## Given text
▬▬▬▬▬▬
Doing the sensible thing, for once
This newsletter was first published on Patreon on 17 January 2022
I don’t always do the sensible thing, but sometimes you’re left with no other option. I’ve decided to postpone my attempt at the Self-Transcendence 3100 until 2023.
September 2022 still feels like enough time to possibly be ready, but the real issue is the fact that to qualify I have to run a six-day race, and there aren’t many of those around. The one I found that left me enough time to recover for the 3100 was going to be in March. That’s in around six weeks. And they want me to churn out close to 450 miles in those six days. That's some serious long-distance running. And right now I’m struggling to run two miles with my bad back. As they say in America: you do the math.
It’s a huge relief, to be honest. Even without the bad back, it was all hurtling towards me at breakneck speed. It’s easy to say I’ll just run 20 miles a day to get in shape, but the reality of getting the mind and body ready for something like this, without constantly breaking down along the way, is a much, much harder.
I told the race organiser my plan, and this was his response: “I understand your feeling unprepared or just not ready to run the 3,100 just yet. You have to feel confident in doing the race, at least in terms of getting to do some multi-day races and check all the boxes in preparation.”
Yes, I now have time to do a few more races, to build up my sense of what it is to run all day, day after day. I’m also putting together a crack support team to help me get my body into a state able to withstand what’s coming. I alluded to my injury on Twitter a few weeks ago and someone replied: “Didn't realise you'd had an injury. At least you know all the best people to help fix it.”
I guess I do know a few brilliant movement people. As well as Joe Kelly, who I’ve talked about and who continues to tinker with my biomechanics to try to get me working again, I’ve been in touch with Jae Gruenke, aka The Balanced Runner. Jae is a Feldenkrais practitioner who has tailored the treatment specifically to runners. She lives in California and works with some of the very best elite US distance runners.
▬▬▬▬▬▬
## Exercise inputs

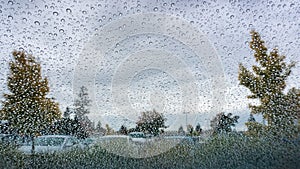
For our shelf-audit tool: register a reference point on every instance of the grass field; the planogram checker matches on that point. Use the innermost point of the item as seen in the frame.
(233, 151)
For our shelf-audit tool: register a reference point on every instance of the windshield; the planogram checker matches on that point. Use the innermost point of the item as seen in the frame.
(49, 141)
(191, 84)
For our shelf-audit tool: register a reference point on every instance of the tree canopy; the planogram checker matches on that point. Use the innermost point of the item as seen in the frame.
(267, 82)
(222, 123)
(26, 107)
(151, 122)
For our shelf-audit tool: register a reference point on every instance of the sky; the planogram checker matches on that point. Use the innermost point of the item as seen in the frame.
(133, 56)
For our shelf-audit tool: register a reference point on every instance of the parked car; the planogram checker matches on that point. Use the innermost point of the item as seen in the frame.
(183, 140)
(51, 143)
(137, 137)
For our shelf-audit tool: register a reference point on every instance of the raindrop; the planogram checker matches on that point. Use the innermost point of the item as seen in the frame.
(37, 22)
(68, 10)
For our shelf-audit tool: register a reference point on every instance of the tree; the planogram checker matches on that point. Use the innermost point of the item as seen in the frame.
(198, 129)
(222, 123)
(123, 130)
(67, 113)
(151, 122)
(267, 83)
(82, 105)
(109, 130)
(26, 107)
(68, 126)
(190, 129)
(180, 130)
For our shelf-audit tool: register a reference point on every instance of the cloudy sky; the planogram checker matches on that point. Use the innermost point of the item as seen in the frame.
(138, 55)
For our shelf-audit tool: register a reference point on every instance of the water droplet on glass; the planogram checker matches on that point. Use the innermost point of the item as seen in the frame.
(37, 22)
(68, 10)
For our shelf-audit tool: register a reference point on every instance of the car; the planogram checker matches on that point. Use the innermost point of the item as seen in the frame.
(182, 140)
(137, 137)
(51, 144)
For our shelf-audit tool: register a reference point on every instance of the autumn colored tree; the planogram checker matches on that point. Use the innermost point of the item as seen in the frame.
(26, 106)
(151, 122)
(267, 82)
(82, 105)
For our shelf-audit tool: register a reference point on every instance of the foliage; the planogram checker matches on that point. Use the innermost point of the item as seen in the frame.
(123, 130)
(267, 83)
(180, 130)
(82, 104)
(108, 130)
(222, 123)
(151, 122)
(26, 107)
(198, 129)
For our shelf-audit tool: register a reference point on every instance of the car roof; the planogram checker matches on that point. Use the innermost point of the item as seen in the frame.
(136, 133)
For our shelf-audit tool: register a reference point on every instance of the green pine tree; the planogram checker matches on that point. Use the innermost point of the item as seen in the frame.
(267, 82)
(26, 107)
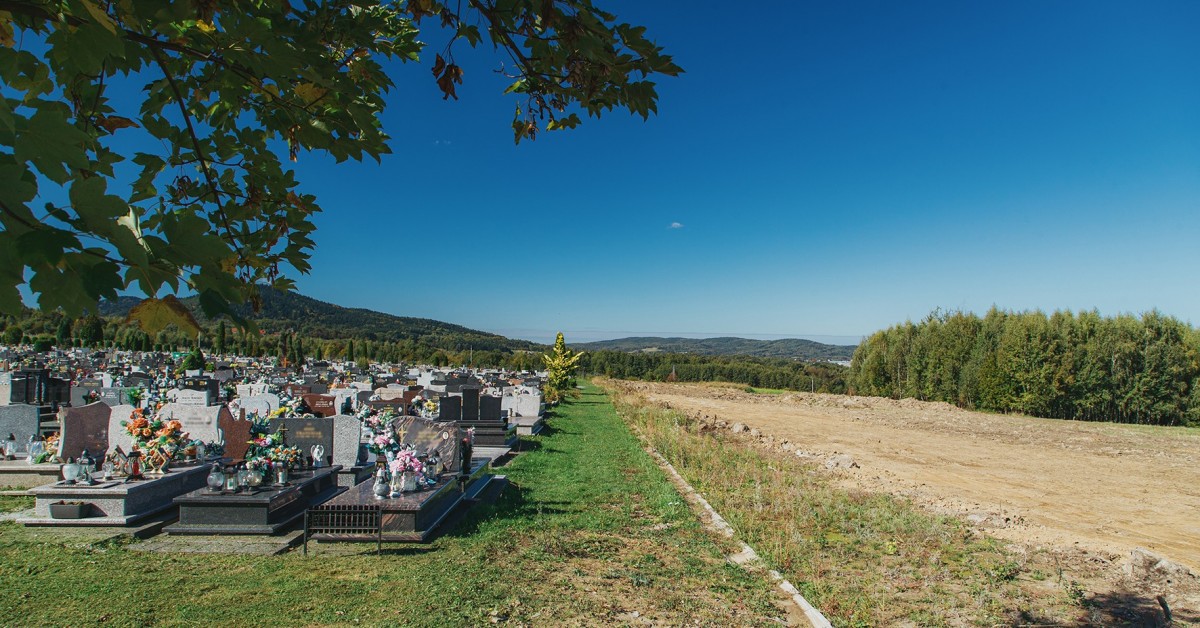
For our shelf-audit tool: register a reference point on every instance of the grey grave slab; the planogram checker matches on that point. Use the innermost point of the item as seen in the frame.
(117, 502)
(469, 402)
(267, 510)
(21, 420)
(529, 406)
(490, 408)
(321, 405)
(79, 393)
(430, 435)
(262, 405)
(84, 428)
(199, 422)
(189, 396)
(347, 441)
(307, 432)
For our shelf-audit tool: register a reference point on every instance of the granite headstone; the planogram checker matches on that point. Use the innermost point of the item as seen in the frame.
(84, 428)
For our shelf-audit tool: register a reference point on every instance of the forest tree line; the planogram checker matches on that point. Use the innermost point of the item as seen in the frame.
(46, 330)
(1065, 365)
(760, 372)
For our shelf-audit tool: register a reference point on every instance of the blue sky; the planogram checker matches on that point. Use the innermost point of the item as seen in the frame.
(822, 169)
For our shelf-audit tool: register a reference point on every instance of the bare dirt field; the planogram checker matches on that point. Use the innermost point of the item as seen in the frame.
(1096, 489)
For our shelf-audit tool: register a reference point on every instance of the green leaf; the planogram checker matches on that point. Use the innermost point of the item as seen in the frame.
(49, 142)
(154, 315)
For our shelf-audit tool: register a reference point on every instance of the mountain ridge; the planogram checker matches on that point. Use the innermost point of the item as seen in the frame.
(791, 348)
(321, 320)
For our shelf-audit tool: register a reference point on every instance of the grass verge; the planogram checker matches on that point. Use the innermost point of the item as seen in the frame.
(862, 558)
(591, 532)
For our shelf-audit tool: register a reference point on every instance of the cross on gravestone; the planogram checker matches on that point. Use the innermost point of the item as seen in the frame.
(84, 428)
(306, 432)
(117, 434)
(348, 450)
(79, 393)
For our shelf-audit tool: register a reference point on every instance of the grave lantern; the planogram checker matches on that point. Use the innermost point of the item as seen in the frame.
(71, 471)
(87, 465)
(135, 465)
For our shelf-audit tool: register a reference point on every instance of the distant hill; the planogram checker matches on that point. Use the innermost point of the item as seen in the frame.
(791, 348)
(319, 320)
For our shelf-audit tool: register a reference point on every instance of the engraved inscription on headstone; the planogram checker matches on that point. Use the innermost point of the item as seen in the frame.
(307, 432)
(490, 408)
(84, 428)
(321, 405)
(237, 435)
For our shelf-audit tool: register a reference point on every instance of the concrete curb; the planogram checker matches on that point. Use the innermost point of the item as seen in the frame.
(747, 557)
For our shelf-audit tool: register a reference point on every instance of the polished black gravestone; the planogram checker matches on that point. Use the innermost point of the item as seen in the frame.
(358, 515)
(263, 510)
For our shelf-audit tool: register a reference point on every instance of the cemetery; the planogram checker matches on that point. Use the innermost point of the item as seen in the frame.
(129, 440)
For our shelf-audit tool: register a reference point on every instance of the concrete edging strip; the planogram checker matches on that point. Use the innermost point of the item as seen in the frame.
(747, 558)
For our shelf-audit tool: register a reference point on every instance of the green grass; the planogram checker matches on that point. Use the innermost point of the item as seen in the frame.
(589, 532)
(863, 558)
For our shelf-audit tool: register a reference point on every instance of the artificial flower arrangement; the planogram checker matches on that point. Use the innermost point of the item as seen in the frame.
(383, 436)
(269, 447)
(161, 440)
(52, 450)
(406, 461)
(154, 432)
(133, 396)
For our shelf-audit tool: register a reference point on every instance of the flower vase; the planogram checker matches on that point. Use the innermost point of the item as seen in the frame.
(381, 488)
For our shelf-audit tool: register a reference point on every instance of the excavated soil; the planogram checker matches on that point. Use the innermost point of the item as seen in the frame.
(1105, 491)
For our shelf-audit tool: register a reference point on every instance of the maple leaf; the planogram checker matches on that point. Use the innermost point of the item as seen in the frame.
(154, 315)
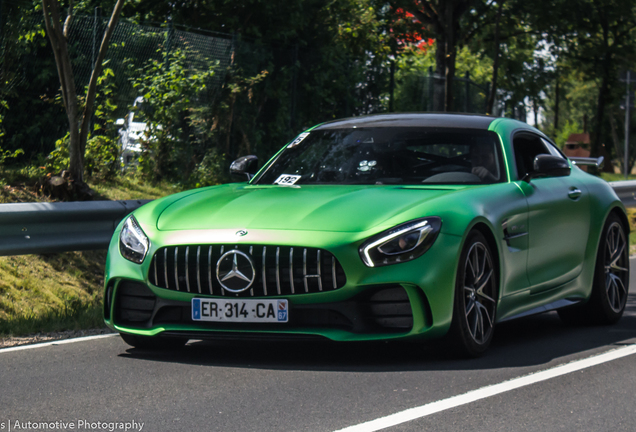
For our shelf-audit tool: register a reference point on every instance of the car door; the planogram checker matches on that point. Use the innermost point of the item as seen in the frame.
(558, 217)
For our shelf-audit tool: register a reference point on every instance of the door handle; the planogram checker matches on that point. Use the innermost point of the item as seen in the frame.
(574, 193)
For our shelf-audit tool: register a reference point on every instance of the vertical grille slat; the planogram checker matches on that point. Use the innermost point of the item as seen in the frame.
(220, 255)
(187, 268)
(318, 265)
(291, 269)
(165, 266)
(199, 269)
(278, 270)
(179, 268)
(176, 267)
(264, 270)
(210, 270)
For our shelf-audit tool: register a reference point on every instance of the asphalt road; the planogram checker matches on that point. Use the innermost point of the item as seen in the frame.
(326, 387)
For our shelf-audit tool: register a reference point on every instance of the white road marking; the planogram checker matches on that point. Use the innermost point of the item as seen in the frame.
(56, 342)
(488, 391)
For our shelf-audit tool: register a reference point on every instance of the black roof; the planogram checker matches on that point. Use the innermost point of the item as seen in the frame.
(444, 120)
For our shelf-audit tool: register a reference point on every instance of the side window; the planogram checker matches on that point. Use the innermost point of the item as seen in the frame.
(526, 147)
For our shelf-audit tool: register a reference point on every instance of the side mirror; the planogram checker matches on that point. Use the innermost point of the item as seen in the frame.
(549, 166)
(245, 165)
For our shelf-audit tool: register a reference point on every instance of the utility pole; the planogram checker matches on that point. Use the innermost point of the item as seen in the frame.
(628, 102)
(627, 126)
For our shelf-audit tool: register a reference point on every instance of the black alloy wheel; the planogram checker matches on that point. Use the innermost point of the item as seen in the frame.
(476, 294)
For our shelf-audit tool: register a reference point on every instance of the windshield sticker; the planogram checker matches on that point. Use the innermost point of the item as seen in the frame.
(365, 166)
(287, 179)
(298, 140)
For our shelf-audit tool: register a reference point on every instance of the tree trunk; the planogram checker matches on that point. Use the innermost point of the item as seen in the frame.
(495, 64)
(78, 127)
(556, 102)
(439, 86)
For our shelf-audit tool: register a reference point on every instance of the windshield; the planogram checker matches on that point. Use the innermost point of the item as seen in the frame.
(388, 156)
▬▬▬▬▬▬
## Required tasks
1. Answer these from the newsletter on postponing the race:
(a) To what year has the Self-Transcendence 3100 attempt been moved?
(b) In what month was the six-day qualifying race the author found to be held?
(c) In which state does Jae Gruenke live?
2. In the listing, print every line from the one containing "the tree trunk;" through the end of the listing, copied exactly.
The newsletter and the listing have different origins.

## Answers given
1.
(a) 2023
(b) March
(c) California

2.
For our shelf-audit tool: register a reference point on every instance of the tree trunk; the planogram checker matches on that point. Use the innermost point of the item as seen in the frame.
(495, 64)
(78, 127)
(556, 102)
(439, 86)
For our shelf-audit tool: register a reference point on every instance of the windshield; the planogram checker matches on that point. Use the innermost point of the item as seen in the frame.
(388, 156)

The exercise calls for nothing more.